**Data**
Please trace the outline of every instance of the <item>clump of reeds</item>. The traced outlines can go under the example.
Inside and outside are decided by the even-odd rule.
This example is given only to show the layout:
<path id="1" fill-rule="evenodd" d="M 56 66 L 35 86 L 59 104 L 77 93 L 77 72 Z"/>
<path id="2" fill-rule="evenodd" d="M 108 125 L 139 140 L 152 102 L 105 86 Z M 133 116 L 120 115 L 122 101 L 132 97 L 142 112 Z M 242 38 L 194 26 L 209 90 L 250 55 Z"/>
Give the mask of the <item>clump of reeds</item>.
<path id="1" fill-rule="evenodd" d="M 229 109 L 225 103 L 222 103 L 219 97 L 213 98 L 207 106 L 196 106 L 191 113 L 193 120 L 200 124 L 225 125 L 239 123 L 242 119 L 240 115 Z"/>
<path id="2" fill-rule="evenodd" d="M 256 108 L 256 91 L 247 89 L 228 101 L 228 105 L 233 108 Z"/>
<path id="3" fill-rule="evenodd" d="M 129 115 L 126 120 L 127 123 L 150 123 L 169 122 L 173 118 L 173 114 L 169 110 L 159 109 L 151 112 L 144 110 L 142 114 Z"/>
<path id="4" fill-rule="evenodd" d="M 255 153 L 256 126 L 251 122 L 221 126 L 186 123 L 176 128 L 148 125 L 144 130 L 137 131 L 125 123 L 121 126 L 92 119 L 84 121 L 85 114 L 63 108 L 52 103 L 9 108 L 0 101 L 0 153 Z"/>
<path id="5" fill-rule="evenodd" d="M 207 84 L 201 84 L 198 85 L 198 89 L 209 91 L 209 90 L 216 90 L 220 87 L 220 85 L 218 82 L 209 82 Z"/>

**What is expected**
Convert the listing above into a two-column CSV headed instruction and response, with each row pairing the text to be answered with its full answer. Wrap every field in quotes and replace line breaks with spaces.

**Task answer**
instruction,response
"Please trace the outline of every instance of the <item>clump of reeds</item>. The traced outlines can go under the example. Inside and outside are decided by the even-odd rule. This example is given only to show the layout: <path id=""1"" fill-rule=""evenodd"" d=""M 56 66 L 35 86 L 59 104 L 77 93 L 77 72 Z""/> <path id=""2"" fill-rule=""evenodd"" d=""M 108 125 L 139 140 L 152 102 L 105 86 Z M 133 116 L 120 115 L 122 101 L 132 97 L 142 112 Z M 242 38 L 194 26 L 209 90 L 250 55 Z""/> Give the mask of the <item>clump of reeds</item>.","<path id=""1"" fill-rule=""evenodd"" d=""M 229 109 L 225 103 L 222 103 L 219 97 L 213 98 L 207 106 L 196 106 L 191 113 L 193 120 L 200 124 L 225 125 L 239 123 L 242 119 L 240 115 Z""/> <path id=""2"" fill-rule=""evenodd"" d=""M 256 108 L 256 91 L 247 89 L 228 101 L 228 105 L 233 108 Z""/> <path id=""3"" fill-rule=""evenodd"" d=""M 129 115 L 126 120 L 127 123 L 150 123 L 169 122 L 173 118 L 173 114 L 169 110 L 159 109 L 151 112 L 144 110 L 142 114 Z""/> <path id=""4"" fill-rule=""evenodd"" d=""M 255 153 L 256 126 L 251 122 L 221 126 L 186 123 L 176 128 L 148 125 L 144 130 L 137 131 L 125 123 L 121 126 L 92 119 L 84 121 L 85 114 L 63 108 L 52 103 L 9 108 L 0 101 L 0 153 Z""/> <path id=""5"" fill-rule=""evenodd"" d=""M 207 84 L 201 84 L 198 85 L 198 89 L 209 91 L 209 90 L 216 90 L 220 87 L 220 85 L 218 82 L 209 82 Z""/>"